> Problem requirements:
Retype the entries below exactly, but begin at the line containing "Query: front wheel" and end at the last line.
[Task material Boundary: Start]
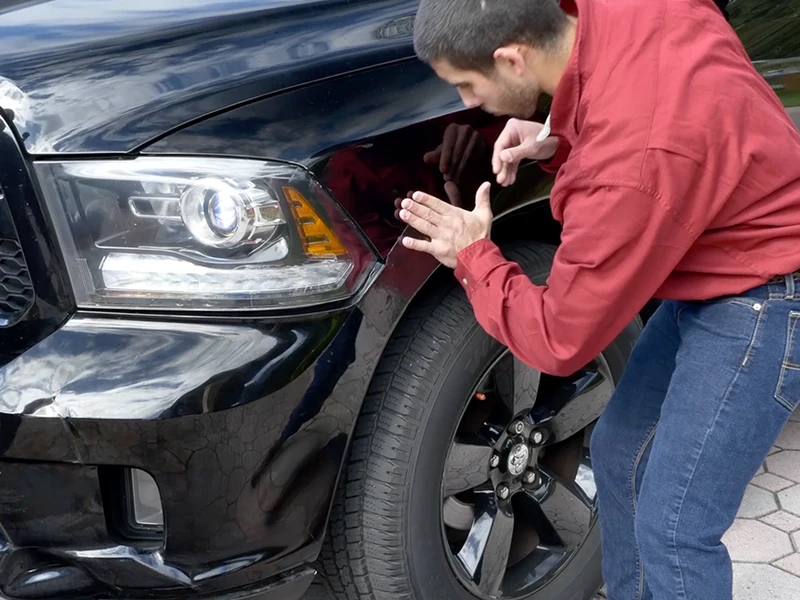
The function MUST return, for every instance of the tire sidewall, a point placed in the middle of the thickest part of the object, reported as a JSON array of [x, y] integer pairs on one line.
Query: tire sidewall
[[430, 571]]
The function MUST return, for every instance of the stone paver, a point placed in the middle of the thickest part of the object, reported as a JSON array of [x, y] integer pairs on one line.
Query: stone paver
[[766, 549], [790, 437], [791, 564], [786, 464], [790, 499], [757, 503], [772, 482], [763, 582], [755, 542], [785, 521]]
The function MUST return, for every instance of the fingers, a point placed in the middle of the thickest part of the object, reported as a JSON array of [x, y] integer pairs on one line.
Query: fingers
[[419, 223], [483, 198], [454, 194], [418, 245], [421, 211], [508, 174], [508, 137], [432, 202]]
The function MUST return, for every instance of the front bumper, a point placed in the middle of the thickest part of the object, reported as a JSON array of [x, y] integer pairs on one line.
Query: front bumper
[[243, 427]]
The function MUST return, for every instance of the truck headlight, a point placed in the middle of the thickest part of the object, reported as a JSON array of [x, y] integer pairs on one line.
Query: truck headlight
[[201, 233]]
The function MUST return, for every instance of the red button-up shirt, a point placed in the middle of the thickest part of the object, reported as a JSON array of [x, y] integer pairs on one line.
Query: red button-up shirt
[[678, 177]]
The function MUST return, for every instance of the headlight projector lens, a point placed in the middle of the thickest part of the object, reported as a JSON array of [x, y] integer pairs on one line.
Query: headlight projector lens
[[223, 216]]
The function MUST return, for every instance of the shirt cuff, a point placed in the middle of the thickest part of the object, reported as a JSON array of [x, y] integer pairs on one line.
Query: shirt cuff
[[474, 262]]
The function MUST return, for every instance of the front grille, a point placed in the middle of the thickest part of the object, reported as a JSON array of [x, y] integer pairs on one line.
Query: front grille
[[16, 290]]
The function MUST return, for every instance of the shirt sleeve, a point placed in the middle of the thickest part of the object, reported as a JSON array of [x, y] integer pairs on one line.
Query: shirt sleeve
[[553, 164], [618, 245]]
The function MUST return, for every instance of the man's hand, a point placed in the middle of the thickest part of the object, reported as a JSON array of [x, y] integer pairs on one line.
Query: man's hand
[[518, 142], [450, 229]]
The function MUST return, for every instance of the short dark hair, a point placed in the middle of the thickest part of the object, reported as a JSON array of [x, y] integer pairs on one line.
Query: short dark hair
[[467, 32]]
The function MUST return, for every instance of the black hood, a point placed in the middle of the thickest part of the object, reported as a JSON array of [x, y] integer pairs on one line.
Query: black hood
[[110, 76]]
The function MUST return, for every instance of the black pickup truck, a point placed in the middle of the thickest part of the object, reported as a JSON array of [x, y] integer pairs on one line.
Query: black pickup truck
[[220, 375]]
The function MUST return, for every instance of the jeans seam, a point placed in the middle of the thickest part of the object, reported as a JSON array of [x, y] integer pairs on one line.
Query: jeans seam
[[785, 365], [696, 460], [752, 341], [647, 440]]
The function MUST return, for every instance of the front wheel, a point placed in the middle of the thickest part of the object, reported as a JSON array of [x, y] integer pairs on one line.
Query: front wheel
[[470, 476]]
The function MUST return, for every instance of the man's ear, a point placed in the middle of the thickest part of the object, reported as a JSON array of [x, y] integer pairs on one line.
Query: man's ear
[[512, 57]]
[Task material Boundary: End]
> Written response:
Query: front wheel
[[470, 476]]
The function MUST return, for every instance of the man's ear, a point placed in the middle of the thickest part of the object, reported as a JSON array of [x, y] integer pairs on one line.
Query: man's ear
[[512, 57]]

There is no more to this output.